#### EXERCISE TASK:
How many lines of the material below contain the word "overcoat"? Reply with the number only.

#### DATA TO USE:
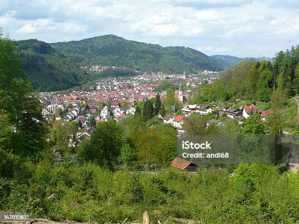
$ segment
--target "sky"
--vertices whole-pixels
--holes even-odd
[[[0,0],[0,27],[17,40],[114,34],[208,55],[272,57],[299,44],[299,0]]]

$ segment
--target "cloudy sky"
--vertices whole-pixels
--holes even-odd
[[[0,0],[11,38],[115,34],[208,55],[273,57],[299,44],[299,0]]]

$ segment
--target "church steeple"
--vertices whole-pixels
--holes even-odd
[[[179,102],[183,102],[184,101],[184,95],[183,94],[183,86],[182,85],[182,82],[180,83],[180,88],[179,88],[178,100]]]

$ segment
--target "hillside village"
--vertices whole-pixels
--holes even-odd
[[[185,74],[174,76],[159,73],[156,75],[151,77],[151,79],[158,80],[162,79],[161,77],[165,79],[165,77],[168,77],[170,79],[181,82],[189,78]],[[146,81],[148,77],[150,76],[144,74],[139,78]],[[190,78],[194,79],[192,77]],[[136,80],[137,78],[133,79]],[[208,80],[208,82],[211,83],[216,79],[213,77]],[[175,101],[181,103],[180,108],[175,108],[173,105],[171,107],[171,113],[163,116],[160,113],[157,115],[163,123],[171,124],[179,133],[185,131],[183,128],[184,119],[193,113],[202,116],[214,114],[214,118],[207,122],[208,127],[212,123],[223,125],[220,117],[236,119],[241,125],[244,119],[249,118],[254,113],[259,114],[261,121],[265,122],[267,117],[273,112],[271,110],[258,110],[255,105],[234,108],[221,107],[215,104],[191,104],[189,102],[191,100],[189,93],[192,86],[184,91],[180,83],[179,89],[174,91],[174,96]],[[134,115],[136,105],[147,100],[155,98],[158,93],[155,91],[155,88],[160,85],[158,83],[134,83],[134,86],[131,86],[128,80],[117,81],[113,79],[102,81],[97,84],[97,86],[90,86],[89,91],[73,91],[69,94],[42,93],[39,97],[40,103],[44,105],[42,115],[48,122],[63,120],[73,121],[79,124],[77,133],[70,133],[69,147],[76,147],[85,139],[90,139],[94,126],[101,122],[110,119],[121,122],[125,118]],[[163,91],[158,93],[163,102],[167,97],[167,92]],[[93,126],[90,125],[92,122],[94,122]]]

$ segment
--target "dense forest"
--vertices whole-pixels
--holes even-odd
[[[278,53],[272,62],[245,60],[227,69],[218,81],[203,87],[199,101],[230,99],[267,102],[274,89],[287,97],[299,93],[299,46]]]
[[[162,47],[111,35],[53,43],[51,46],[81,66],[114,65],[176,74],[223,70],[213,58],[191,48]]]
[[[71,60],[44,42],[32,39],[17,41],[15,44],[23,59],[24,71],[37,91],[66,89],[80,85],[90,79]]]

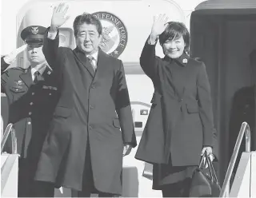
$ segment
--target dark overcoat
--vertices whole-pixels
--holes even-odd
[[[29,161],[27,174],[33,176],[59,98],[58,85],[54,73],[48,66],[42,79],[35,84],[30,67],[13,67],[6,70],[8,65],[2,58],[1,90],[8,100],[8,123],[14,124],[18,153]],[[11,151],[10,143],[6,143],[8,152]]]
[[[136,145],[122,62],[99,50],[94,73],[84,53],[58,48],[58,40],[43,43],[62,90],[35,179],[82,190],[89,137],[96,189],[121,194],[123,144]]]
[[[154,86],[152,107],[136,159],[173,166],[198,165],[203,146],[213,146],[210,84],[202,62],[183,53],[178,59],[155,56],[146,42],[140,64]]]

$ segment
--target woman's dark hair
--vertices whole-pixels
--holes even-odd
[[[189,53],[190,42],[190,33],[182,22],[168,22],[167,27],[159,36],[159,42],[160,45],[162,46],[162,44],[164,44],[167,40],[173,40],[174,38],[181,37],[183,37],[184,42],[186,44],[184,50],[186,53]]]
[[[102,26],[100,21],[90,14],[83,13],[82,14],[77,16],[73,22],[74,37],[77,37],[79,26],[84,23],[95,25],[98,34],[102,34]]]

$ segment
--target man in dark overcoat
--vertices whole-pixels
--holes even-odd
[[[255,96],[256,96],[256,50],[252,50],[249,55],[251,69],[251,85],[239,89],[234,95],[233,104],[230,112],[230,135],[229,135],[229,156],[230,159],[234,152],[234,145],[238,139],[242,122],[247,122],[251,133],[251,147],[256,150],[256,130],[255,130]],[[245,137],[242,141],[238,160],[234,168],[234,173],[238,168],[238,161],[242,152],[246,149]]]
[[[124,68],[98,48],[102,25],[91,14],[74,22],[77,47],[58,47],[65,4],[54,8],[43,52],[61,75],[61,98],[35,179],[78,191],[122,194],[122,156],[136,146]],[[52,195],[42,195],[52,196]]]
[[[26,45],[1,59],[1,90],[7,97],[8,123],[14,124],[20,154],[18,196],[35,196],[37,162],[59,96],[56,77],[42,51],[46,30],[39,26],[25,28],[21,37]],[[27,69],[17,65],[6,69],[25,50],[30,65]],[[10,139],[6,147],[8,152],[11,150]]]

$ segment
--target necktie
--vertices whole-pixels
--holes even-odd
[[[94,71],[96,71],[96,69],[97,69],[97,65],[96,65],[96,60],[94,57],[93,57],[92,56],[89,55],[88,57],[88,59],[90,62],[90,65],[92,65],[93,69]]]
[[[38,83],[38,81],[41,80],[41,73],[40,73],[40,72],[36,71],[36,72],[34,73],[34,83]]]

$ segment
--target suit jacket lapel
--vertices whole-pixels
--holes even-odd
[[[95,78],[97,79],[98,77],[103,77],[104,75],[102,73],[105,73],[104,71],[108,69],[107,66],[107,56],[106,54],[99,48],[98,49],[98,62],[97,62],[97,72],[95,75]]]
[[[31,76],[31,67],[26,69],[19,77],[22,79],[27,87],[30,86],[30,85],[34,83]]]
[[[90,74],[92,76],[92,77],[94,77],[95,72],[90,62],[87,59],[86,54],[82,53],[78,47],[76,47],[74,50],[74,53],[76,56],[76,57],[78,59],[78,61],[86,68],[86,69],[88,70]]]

#### ANSWER IN FULL:
2